Stuff your events!
Ignore everything you've ever been told about measurements and metadata being separate.
You get the best benefit out of a system like Honeycomb by shoving all the measurements and all the metadata into the same event. Seriously, the following is too few for an image conversion event, despite being an awful pain to scroll past on a phone:
name
timestamp
duration_ms
trace.trace_id
trace.parent_id
trace.span_id
service_name
code.file
code.function
code.line
code.module
duration_ms_log10
duration_ms_log2
images.cache.check_ms
images.cache.hit_bytes
images.cache.hit_count
images.cache.write_ms
images.cold_count
images.convert.duration_ms
images.convert.in_bytes
images.convert.in_count
images.convert.open_ms
images.convert.out_bytes
images.convert.out_count
images.convert.save_ms
images.duration_ms
images.failed
images.fetch.duration_ms
images.fetch.request_bytes
images.fetch.request_count
images.http.host
images.http.method
images.http.path
images.http.status_code
images.image-path
images.sign_ms
instance.host
instance.nonce
instance.uptime_ms
instance.uptime_ms_log10
instance.uptime_ms_log2
language.build
language.date
language.version
release.branch
release.commit
release.environment
release.release_age_days
release.release_time
The first three are the least you can possibly send. What happened, when, and how long did it take?

DATA SECTION:
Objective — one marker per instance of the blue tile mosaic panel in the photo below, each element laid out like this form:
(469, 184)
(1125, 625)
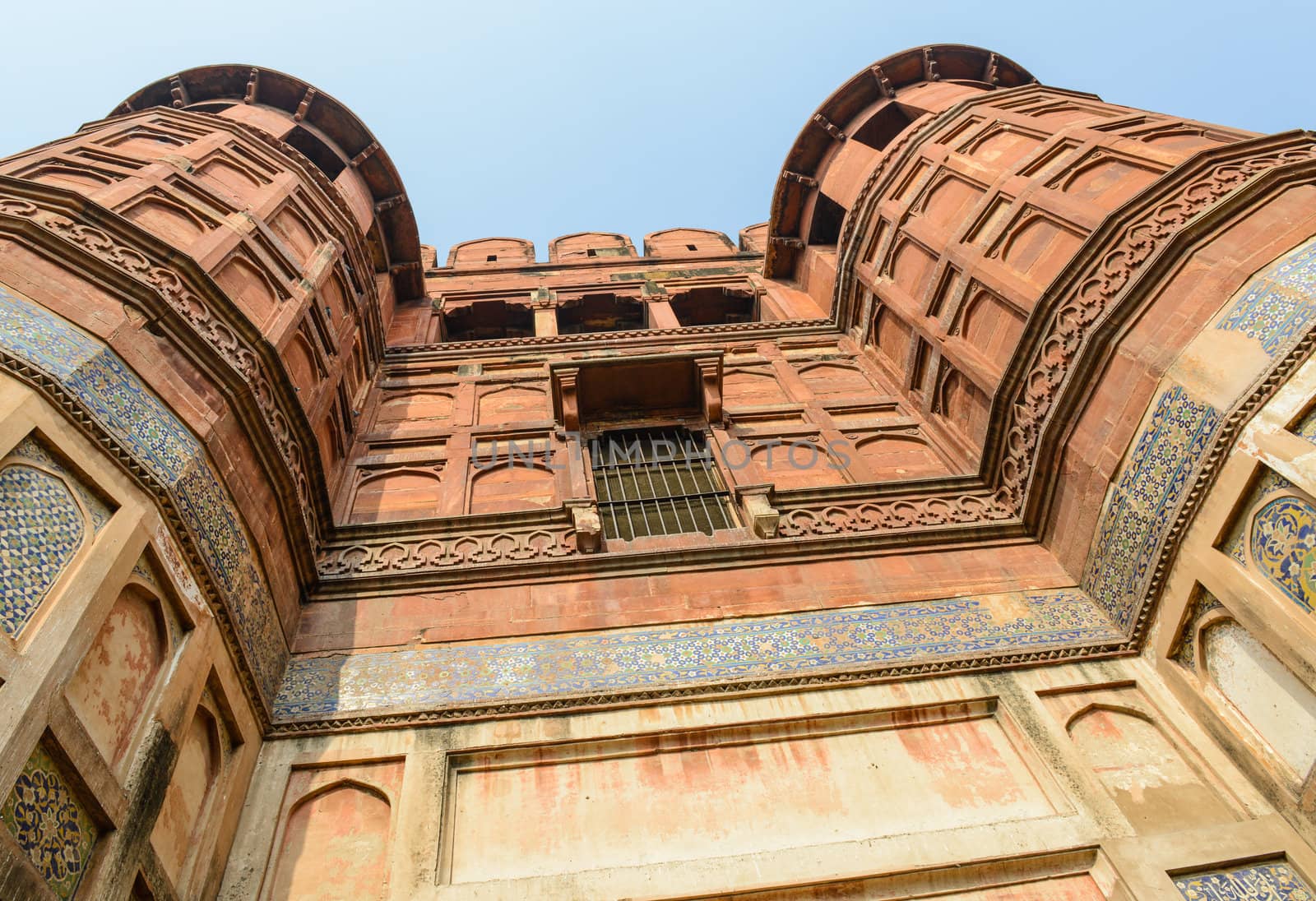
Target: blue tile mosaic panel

TASKS TO PERFORM:
1. Answer from the Honeycomb events passage:
(a) What does the passage say to ignore?
(b) What kind of event is the field list said to be too few for?
(c) Which three questions do the first three fields answer?
2. Resume the Honeycomb events passage after its final sentence, in the same voice.

WRITTEN RESPONSES:
1.
(a) Everything you've ever been told about measurements and metadata being separate.
(b) An image conversion event.
(c) What happened, when, and how long it took.

2.
name
timestamp
duration_ms
The next four are necessary to stitch traces together from spans (trace for “event”) handled by multiple endpoints and service:
trace.trace_id
trace.parent_id
trace.span_id
service_name
After that, we get into metadata and measurements present in most of our events:
- the software release that handled the event
- the software's language and runtime
- the process or container running the software
- the particular line of code in the software
Finally, we get to the meat: a couple dozen attributes specific to this event, including:
- how long it took to check the cache
- the count and size of what came out of the cache
- how long it took to fetch the data
- how how much we got back
- the size of the data we converted
- how long that took
- the count and size of the results
- how long it took to save it to the cache
… and we're probably still under-doing it, but we have to ship sometime, right?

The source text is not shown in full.